*** DATA SECTION ***

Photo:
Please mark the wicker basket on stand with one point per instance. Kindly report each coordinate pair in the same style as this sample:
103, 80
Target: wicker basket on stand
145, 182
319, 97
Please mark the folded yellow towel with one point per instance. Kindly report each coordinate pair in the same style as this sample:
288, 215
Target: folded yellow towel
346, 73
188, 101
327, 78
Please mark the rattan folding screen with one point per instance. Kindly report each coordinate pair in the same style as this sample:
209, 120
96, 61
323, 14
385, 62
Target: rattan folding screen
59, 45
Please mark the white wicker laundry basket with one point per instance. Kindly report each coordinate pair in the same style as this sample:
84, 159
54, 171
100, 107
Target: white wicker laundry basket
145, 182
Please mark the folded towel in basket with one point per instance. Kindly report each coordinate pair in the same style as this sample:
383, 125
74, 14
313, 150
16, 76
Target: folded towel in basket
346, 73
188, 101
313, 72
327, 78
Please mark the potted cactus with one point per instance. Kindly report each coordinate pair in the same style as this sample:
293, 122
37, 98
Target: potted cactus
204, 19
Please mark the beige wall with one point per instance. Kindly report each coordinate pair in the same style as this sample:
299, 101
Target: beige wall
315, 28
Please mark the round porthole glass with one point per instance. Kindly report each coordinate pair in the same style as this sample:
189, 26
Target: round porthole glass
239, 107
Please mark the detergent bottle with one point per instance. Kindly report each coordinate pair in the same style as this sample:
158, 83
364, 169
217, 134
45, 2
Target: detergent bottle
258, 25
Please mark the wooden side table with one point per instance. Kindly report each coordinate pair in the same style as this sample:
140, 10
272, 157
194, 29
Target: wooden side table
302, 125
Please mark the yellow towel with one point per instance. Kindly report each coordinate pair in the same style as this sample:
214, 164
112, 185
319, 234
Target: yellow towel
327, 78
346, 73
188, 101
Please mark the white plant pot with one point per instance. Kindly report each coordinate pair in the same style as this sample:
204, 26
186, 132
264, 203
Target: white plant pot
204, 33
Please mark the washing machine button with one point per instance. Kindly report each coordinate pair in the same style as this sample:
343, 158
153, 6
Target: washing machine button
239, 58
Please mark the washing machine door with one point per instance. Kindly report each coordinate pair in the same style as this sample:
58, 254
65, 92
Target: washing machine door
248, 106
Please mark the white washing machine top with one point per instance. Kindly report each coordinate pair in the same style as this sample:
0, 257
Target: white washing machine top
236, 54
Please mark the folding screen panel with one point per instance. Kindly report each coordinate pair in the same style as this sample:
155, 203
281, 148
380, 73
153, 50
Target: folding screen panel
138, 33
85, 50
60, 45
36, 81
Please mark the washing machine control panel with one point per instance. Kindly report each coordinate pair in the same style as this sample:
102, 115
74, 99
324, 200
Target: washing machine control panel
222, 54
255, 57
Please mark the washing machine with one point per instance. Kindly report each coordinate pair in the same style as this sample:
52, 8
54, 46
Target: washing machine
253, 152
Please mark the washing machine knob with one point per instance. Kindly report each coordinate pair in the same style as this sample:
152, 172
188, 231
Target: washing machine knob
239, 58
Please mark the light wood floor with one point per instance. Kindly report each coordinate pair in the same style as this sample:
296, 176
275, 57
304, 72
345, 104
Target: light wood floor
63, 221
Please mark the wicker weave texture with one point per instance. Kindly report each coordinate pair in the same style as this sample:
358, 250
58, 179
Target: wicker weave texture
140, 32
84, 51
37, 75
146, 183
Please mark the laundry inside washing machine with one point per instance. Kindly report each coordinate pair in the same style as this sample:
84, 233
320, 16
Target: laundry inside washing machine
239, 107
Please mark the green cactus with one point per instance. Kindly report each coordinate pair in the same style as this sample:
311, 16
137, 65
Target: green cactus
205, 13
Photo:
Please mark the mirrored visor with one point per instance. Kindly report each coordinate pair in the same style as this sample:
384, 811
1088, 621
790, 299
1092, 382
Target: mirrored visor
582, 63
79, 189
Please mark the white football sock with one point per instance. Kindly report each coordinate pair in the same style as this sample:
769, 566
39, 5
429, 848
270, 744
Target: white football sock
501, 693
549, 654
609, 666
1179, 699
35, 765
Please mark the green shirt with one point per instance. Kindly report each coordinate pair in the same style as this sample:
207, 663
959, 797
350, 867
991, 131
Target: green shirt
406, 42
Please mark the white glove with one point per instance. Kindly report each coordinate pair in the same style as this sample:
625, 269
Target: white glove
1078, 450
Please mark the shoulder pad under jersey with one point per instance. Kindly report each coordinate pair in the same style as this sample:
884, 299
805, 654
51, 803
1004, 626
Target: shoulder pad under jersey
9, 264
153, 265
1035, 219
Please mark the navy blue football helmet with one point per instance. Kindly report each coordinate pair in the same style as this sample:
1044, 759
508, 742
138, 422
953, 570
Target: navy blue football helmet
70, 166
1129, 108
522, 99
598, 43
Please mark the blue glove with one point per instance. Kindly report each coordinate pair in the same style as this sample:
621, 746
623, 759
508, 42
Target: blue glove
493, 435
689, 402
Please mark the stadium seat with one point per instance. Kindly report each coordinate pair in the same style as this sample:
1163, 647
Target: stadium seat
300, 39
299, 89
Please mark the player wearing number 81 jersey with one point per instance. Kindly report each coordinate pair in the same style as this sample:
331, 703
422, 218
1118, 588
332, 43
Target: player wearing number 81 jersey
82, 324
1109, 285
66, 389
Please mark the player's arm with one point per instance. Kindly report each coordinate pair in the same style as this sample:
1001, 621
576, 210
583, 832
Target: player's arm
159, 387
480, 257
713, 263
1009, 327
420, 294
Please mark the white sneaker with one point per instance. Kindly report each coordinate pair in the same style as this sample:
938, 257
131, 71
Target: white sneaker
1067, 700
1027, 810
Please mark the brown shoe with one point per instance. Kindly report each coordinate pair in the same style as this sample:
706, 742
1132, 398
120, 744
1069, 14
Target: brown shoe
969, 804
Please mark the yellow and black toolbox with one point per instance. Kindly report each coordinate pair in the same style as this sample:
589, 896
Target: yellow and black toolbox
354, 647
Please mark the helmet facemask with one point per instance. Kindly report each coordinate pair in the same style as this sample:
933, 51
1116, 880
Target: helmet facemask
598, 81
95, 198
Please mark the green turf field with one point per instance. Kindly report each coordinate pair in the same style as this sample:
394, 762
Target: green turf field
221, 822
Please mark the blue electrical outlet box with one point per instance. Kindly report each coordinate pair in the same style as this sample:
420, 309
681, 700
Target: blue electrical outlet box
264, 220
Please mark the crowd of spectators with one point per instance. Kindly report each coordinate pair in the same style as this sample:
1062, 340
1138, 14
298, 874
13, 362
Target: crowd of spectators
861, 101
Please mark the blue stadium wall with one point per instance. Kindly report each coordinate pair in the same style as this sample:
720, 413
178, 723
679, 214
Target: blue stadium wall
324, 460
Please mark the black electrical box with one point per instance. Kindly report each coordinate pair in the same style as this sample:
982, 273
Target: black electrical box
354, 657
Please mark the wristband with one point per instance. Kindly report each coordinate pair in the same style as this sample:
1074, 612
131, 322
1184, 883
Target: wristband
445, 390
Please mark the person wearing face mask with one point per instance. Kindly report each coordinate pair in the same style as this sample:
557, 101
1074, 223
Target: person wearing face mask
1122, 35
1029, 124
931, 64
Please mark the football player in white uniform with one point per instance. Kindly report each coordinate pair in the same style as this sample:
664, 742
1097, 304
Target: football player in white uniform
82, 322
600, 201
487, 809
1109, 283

*** End of DATA SECTION ***

→ WORK TO BE COMPLETED
Retype all of the records above without a single alteration.

→ FINISHED TASK
Photo:
Please mark the wicker basket on stand with one point per instance. Kindly report each coordinate pair in the same style as this sample:
103, 80
Target: wicker basket on stand
145, 182
319, 97
Please mark the folded yellow towel with one point per instance. Kindly report each coordinate pair in the same style as this sample:
288, 215
Target: folded yellow towel
346, 73
188, 101
327, 78
Please mark the rattan folding screen with one point per instance. Kindly report each coordinate pair in the same style as this sample:
209, 120
96, 61
323, 14
385, 62
Target: rattan folding screen
59, 45
Please mark the white wicker laundry basket with one point per instance. Kindly report each coordinate pair in the same style as this sample:
84, 159
54, 171
100, 107
Target: white wicker laundry basket
145, 182
Please mark the folded towel in basket with one point per instance. Kindly report each coordinate pair in the same style as this sample:
383, 125
74, 14
313, 150
16, 76
Target: folded towel in basket
346, 73
188, 101
313, 72
327, 78
Please mark the potted cactus with one point per instance. Kindly report each coordinate pair in the same style as this sample:
293, 122
37, 98
Target: potted cactus
204, 19
Please mark the beige wall with one point per instance. Kindly report each coordinate pair in the same style as this sample:
299, 101
Target: beige wall
315, 28
Please mark the round porthole glass with one point per instance. Kindly report each coordinate pair in the same style as this sample:
189, 26
Target: round porthole glass
239, 107
Please mark the detergent bottle with one point per instance. Kindly report each coordinate pair in the same style as this sample:
158, 83
364, 169
217, 134
45, 2
Target: detergent bottle
258, 25
Please mark the wooden side table with one point per instance. Kindly report each coordinate pair in the same style as this sample:
140, 10
272, 157
194, 29
Target: wooden side table
302, 125
Please mark the yellow towel with one point per instance. Kindly report each coordinate pair in the same style as this sample:
214, 164
112, 185
319, 234
Target: yellow towel
327, 78
346, 73
188, 101
Please mark the white plant pot with one point per instance. Kindly report each coordinate pair in the same style as this sample:
204, 26
186, 132
264, 203
Target: white plant pot
204, 33
Please mark the washing machine button with one point per instance. Kindly report each coordinate pair in the same style as this sample:
343, 158
153, 6
Target: washing machine button
239, 58
Please mark the washing machine door with one point per instance. Kindly report each coordinate pair in the same style as this sample:
58, 254
65, 92
Target: washing machine door
248, 106
Please mark the white washing machine top with one point per instance. Kindly report each coordinate pair in the same style as this sample:
0, 257
Target: white washing machine top
236, 54
Please mark the folding screen panel with one point per instance. Kindly report each coordinate pair in the same style as this sample:
155, 203
281, 148
380, 73
153, 50
Target: folding screen panel
138, 33
85, 50
60, 45
36, 81
Please mark the washing machine control panel with one point per instance. Kindly report each coordinate pair in the same style as this sample:
102, 115
74, 99
324, 200
Target: washing machine control panel
222, 54
255, 57
Please mark the washing machine with one point per instance. Kindly report each coordinate pair in the same style as this sample:
52, 8
54, 46
Target: washing machine
253, 152
Please mark the washing machine knob with one point per instance. Kindly report each coordinate pair in the same style as this sample:
152, 172
188, 231
Target: washing machine knob
239, 58
Please mark the light wood floor with one point per instance. Kindly report each coordinate pair in the same style as this sample:
296, 176
275, 57
304, 72
345, 104
Target: light wood floor
63, 221
Please mark the wicker weave texture with one point per instance. Kindly report each coordinate pair in the same style as this sample:
358, 250
58, 179
Target: wicker weave texture
140, 32
84, 51
37, 75
146, 183
Please mark the laundry inside washing machine with one point per instance. Kindly report each coordinate pair in the same style as this sample:
84, 233
320, 16
Target: laundry inside washing machine
239, 107
Please mark the green cactus with one point per instance. Kindly report each coordinate pair in the same style as this sample:
311, 16
137, 65
Target: green cactus
205, 13
Photo:
Please mark the mirrored visor with one point per instance. Kindly report each coordinate pair in the same style as this sample:
384, 811
1088, 621
790, 299
1092, 382
Target: mirrored visor
582, 63
79, 189
Please mark the white football sock with one point per instance. Kindly report each coordinate pair in the same style as this sample:
769, 566
39, 5
429, 848
270, 744
Target: white football sock
501, 693
549, 654
609, 666
1179, 699
35, 765
Please mark the green shirt with one point per instance. Kindly report each coordinate pair in the same style as this sample:
207, 663
959, 797
350, 867
991, 131
Target: green shirt
406, 42
Please mark the white glove with one point per instance. Kindly report each coordinate pair in the same style as this sample:
625, 269
Target: white glove
1078, 450
Please mark the shoulder pad under jersey with one point per instance. Kindly report each coordinate pair in the same style as this sample:
884, 299
805, 654
51, 803
1004, 626
Target: shoulder pad under jersey
9, 264
153, 265
1035, 219
Please mark the navy blue football helmet with one point per instance. Kindly report each coordinate pair in the same style as this sample:
1044, 759
508, 742
138, 422
953, 570
Target: navy blue football helmet
70, 166
1129, 108
522, 99
598, 43
Please mark the blue glove with one point per instance. Kindly report each coordinate pair in the same style as this sample:
621, 746
623, 759
508, 42
Target: blue glove
493, 435
689, 402
Please mark the stadium seat with one point per instance. Kindly report each coordinate pair in the same style as this sample:
1163, 647
Target: stadium seat
300, 39
299, 89
Please mark the player wearing number 81 jersey with one point per instance. Kindly report each coordinate pair in the same style as this sample:
331, 703
422, 218
1118, 588
332, 43
Target: player wearing number 81 jersey
82, 324
1109, 285
66, 389
Please mark the player's arm with one point per instance. Kindly report each coordinate pair in the same style as this sample:
1001, 621
576, 210
583, 832
Target: player's arm
159, 387
480, 257
713, 263
1009, 327
420, 294
Please mark the white sneaker with one point per instance. Kindly report each coordinate pair in the same style as this sample:
938, 257
131, 71
Target: white sneaker
1067, 700
1027, 810
Please mark the brown shoe with one point per instance. Kindly report each coordinate pair in the same style as this sample:
706, 742
1132, 398
120, 744
1069, 14
Target: brown shoe
969, 804
Please mark the yellow and black toolbox with one point per instance. Kindly report each coordinate pair in the same style as this sample:
589, 896
Target: yellow and black toolbox
354, 647
Please mark the helmet facemask with one point per instance. Kindly report each coordinate pair in the same style as this sample:
933, 51
1116, 880
Target: helmet facemask
598, 81
95, 198
Please mark the green turf field with one point per instance. Kindly report each coordinate pair in the same style as this sample:
394, 762
Target: green turf field
221, 822
Please mark the blue electrical outlet box with one point per instance. Kindly report each coordinate pair in the same style as this sample:
420, 309
681, 700
Target: blue electrical outlet box
264, 220
Please mark the crowd of spectators with one point per instance. Kindly report each coordinate pair in the same style as this sample:
1062, 340
1138, 14
298, 874
13, 362
Target: crowd of spectators
861, 101
Please mark the blue stadium wall with one point per instance. Kindly report each coordinate pair in the same style as this sample:
720, 413
178, 723
679, 214
Target: blue stadium wall
324, 460
Please mark the black electrical box with one point per instance. Kindly report each coordinate pair in the same style as this sample:
982, 273
Target: black electrical box
354, 657
Please mark the wristband with one point per instance. Kindly report each coordinate pair in the same style as this sample:
1074, 612
131, 322
1184, 883
Target: wristband
445, 390
Please mark the person wearing face mask with one point per instance. Kindly report each coordinate pair in the same style as this sample:
557, 101
1074, 223
Target: person wearing face mask
1122, 35
1029, 124
931, 64
Please mark the football player in white uniform with one point per instance. Kindly report each coordinate pair in the same style as this sample:
664, 742
1097, 304
Target: football player in white uniform
82, 322
600, 201
487, 809
1109, 283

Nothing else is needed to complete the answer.